Selection »
(begin)

The term 'embargo' refers in this document to the period of time before which a journal article or data sets can be made publicly available on the internet. Please note that this is different from a media embargo.

Guidelines

These guidelines apply to all products generated from NERP research. Discussion with research hubs on their measures to manage data and information revealed that a great range of research products are being generated. For the purposes of discussing guidelines, research products are categorised as follows:

·  publications including scientific papers, reviews, books etc.

·  raw data sets including spatial data

·  grey literature including fact sheets, project profiles and technical reports

·  images, maps, photos, videos

·  models and other tools (e.g. Decision Support Tools) such as software created by the research process - including value added components developed for off the shelf or open source software.

Legislation supporting open access to Australian Government information (The Australian Information Commissioner Act 2010 and The Freedom of Information Amendment Reform Act 2010) was enacted in the same year the NERP Guidelines were published. Requiring all research products to be freely and publicly available is challenging due to the variety of outputs covered and the fact that there is no neat ‘one stop shop’ of standards or tools for research institutions to adopt to meet these requirements. Rather than prescribe specific standards, these guidelines are intended to provide more detail on expectations and assist institutions to identify solutions that will achieve open access to NERP research products.

Some guidelines apply to all product types and some others are specific. The information management discipline has typically managed many different types of products in quite different ways, reflecting the specialised nature of some product types. For instance the Geographic Information System industry has dominated the establishment of metadata and format standards of spatial data. The publications industry has specific standards and limitations. Therefore it is appropriate to split the presentation of guidelines into those that apply to all product types and those that are specific.

Guidelines applicable to all research output types

Websites

Researchers are required to make all NERP research products (including data and information products generated by the program) publicly available on websites with a persistent or permanent link (see AusGOAL framework). Information should be published in accordance with the Web Content Accessibility Guidelines version 2 (WCAG 2.0) endorsed by the Australian Government in November 2009. This is consistent with principles on open public sector information developed by the Office of the Australian Information Commissioner.

Digital Repositories

It is expected that researchers will take all reasonable steps to deposit research products in an appropriate subject and/or institutional repository. Metadata and the output should be stored in an open format together in a way that clearly shows how they are linked. The principle here is to ensure that the output is still usable if a certain program is superseded or unavailable. Outputs can also be stored in proprietary formats. As a guide, AusGOAL’s website identifies a range of open formats. The principle is that the form chosen should facilitate reuse and value-adding.

All Australian Universities have repositories with the potential for providing access to research outputs. Researchers with institutional affiliations can typically contact their university library for more information and assistance on how and what to deposit.

National and international infrastructure also exists in specific discipline domains.

Licensing

NERP Hub funding agreements require all research products to be made publicly available under a Creative Commons licence, specifically the Creative Commons Attribution- 3.0 Australia Licence (CC BY 3.0 AU). The Office of the Australian Information Commissioner and the Council of Australian University Librarians endorsed the Australian Government Open Access and Licensing Framework (AusGOAL) framework for the licensing of research data. This has established a common approach to data licensing across research and government, facilitating use and reuse of data for further innovation and research. This is consistent with the Department’s Information Licensing Policy.

(end)

Set problem 1 » Return each line of the listing below that contains the string "green".

Lines of data
(begin)

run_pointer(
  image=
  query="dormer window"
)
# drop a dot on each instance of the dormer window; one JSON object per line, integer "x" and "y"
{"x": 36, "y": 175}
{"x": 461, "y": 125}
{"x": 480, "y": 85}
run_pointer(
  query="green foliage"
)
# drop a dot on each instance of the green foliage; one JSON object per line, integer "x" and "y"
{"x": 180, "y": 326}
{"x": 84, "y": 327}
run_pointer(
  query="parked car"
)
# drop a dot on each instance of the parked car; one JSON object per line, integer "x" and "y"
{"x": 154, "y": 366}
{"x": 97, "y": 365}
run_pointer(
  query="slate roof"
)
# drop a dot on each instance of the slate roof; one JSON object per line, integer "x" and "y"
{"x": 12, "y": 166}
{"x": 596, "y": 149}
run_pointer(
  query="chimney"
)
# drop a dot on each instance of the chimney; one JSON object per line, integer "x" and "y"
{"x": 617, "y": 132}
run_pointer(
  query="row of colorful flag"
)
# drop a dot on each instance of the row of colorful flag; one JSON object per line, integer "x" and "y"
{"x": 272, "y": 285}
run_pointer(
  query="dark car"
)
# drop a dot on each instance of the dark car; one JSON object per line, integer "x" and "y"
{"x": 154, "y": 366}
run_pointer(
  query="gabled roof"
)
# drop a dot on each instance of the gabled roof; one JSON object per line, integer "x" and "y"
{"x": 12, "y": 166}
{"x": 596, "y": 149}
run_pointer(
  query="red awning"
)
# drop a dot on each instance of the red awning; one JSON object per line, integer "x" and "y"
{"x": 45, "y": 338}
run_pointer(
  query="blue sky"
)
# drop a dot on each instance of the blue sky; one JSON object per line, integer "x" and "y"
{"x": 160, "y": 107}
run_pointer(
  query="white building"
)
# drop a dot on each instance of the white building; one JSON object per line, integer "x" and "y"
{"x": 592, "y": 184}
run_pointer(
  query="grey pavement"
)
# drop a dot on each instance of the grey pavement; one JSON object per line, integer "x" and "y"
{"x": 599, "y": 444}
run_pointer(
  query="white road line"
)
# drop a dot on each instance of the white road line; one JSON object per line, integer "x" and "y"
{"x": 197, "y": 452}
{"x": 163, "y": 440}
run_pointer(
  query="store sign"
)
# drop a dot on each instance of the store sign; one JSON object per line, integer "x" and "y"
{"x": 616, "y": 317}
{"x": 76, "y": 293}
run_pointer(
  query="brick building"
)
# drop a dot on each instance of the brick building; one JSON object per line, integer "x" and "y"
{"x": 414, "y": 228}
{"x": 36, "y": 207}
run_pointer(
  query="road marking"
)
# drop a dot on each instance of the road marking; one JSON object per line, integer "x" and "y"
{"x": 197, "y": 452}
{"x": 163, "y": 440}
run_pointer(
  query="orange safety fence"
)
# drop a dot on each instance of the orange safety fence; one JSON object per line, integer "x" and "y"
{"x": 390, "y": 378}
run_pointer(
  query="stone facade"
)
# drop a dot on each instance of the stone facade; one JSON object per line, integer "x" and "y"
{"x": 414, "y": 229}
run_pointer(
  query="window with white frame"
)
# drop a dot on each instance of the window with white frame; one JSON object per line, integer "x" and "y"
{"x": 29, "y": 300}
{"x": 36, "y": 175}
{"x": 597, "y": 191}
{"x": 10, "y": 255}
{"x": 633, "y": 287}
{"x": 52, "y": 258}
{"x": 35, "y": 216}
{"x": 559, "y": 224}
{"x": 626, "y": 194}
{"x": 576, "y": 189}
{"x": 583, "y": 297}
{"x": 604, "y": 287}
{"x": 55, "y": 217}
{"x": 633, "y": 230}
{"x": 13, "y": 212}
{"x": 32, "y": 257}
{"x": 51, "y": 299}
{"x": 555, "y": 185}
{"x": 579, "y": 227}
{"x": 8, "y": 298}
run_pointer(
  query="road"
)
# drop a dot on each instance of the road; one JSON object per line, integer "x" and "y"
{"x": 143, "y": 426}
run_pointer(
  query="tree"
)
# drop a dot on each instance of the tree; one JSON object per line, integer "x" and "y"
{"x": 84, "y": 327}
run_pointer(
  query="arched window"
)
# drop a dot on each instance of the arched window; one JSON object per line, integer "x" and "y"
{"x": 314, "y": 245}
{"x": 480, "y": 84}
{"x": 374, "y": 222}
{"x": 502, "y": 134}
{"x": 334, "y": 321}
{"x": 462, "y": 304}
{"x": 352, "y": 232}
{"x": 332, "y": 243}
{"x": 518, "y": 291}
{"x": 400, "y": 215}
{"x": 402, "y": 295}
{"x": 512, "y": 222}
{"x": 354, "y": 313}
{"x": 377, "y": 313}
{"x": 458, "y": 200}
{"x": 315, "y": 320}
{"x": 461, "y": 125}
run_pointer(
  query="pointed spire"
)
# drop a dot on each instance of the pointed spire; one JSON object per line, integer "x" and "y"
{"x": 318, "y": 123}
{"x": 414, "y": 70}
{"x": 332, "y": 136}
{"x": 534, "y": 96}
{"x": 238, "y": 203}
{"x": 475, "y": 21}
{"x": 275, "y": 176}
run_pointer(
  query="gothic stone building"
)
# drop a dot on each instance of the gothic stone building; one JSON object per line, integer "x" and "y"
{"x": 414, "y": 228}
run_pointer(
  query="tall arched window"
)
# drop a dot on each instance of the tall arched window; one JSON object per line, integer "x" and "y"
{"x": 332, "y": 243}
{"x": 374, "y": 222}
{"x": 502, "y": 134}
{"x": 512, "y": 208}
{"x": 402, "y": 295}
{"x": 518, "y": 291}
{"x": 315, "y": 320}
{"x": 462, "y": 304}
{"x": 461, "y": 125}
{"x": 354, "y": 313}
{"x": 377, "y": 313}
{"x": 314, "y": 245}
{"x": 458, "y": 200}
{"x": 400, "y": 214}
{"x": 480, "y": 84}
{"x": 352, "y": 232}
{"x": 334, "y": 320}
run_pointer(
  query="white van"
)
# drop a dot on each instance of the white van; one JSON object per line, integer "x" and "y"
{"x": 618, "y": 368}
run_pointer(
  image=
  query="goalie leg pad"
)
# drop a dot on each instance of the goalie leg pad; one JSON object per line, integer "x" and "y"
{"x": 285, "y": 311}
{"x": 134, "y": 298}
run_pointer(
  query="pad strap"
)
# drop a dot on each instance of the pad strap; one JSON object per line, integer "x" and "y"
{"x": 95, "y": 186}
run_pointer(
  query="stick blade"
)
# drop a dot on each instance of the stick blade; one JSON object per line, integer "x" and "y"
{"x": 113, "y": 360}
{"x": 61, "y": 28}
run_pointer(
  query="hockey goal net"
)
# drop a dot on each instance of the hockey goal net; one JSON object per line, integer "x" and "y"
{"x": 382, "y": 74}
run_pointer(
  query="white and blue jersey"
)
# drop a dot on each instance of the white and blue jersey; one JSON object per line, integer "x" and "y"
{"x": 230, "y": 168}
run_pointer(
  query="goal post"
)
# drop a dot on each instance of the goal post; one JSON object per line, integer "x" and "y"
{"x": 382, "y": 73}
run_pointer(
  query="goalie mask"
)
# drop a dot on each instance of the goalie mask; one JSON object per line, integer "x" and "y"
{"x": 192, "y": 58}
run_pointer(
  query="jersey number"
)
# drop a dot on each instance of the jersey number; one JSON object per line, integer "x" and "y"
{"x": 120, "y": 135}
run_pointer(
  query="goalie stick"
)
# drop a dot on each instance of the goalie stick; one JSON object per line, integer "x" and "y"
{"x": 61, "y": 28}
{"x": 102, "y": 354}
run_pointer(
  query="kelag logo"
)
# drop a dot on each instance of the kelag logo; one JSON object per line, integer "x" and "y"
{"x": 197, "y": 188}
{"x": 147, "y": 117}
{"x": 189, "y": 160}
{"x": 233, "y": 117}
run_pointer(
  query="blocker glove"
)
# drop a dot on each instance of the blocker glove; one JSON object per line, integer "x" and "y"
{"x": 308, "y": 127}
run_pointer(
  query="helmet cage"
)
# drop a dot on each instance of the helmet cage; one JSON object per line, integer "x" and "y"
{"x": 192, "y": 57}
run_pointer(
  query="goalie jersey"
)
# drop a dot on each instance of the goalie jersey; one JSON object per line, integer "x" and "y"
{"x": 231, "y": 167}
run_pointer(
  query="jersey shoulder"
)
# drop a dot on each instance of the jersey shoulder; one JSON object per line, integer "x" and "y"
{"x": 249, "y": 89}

(end)

Set problem 2 » From the NERP guidelines passage above, return the text from "Some guidelines apply" up to and including "that are specific.".

Right answer 1 »
  query="green foliage"
# drop a dot on each instance of the green foliage; one JSON object per line, integer "x" and "y"

Right answer 2 »
Some guidelines apply to all product types and some others are specific. The information management discipline has typically managed many different types of products in quite different ways, reflecting the specialised nature of some product types. For instance the Geographic Information System industry has dominated the establishment of metadata and format standards of spatial data. The publications industry has specific standards and limitations. Therefore it is appropriate to split the presentation of guidelines into those that apply to all product types and those that are specific.